**Exercise objective:**
List every person named in the commentary on Iyad Ag Ghaly below.

**Selected text:**
· · · ·

We are facing a truly strange world where those who
are legitimate today could be fugitives tomorrow.
At the time, I knew-from those who had dealt with
Ghaly as a Tuareg tribal chief and diplomatic
consul-that he was the best source to find
intermediaries to negotiate the release of hostages
taken in the Azawad region. Now, he is said to be
commander of the Ansar Dine movement fighting the
Malian army, as well as international French and
African forces.
When I read a profile about him in yesterday's Asharq
al-Awsat newspaper, I was even more confused, for this
stated that he was close to Libyan dictator Muammar
Qadhafi who reportedly sent him to fight in Lebanon.
Yet, Ghaly only recently displayed extremist
tendencies.
This kind of confusion and uncertainty has become
quite common as shown by the emergence of extremists
like Tarek al-Zomor and Mohamed al-Zawahiri on Egypt's
political scene. So how did a man like Iyad Ag Ghaly
turn from being a moderate Sunni Muslim to an
extremist armed fighter? Is it rational to suppose
that a man in his fifties, like Ghaly, should suddenly
become radicalized? This is truly hard to believe. I
sense that this may be some kind of political maneuver
where politicians have pretended to adopt extremist
ideologies in order to recruit impulsive youths. These
politicians provide these youth with funding under the
pretext of ?religious duty?, convincing them to
sacrifice their lives for a false cause in return for
a place in heaven! Since there is a general
international lack of will to fight anywhere in the
world, the French-alongside a few African states-will
fight this war on their own before realizing that
desert wars never end and withdraw. What makes matters
more complicated is that conflicts that involve
religious slogans and tribal powers can last for
decades without any side being defeated.

· · · ·

**Information provided:**
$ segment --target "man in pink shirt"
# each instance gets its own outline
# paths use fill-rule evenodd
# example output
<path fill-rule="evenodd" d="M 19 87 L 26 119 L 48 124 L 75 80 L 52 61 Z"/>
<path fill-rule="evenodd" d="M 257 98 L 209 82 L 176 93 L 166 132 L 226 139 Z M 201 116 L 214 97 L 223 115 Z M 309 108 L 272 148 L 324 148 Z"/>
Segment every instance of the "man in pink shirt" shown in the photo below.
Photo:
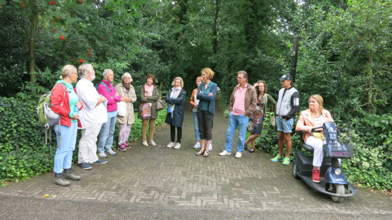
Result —
<path fill-rule="evenodd" d="M 238 128 L 238 142 L 237 144 L 236 158 L 242 156 L 242 152 L 245 145 L 245 134 L 247 133 L 247 126 L 249 122 L 249 117 L 251 117 L 256 109 L 256 93 L 254 87 L 248 83 L 248 73 L 244 71 L 238 72 L 237 81 L 238 85 L 234 87 L 230 96 L 230 103 L 229 111 L 229 126 L 227 127 L 226 143 L 225 150 L 220 153 L 220 156 L 231 154 L 233 148 L 233 138 L 234 132 Z"/>

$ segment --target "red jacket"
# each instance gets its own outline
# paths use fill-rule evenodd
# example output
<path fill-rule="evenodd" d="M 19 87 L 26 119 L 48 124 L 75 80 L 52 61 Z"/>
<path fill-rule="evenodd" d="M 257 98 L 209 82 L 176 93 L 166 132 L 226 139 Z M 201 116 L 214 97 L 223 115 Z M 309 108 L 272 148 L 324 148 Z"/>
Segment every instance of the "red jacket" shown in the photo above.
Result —
<path fill-rule="evenodd" d="M 58 84 L 55 86 L 52 92 L 52 96 L 51 96 L 51 109 L 55 113 L 61 116 L 62 125 L 70 127 L 71 118 L 69 118 L 69 112 L 71 109 L 69 108 L 69 94 L 68 92 L 65 92 L 64 91 L 64 87 L 66 90 L 68 89 L 66 86 L 62 84 Z M 76 93 L 76 88 L 74 88 L 74 90 Z M 65 96 L 64 95 L 64 93 L 65 93 Z M 60 105 L 61 102 L 63 102 L 62 106 Z M 83 107 L 82 104 L 80 109 L 82 109 Z M 82 127 L 82 124 L 79 119 L 78 119 L 78 127 Z"/>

· · · ·

**The answer:**
Iyad Ag Ghaly, Muammar Qadhafi, Tarek al-Zomor, Mohamed al-Zawahiri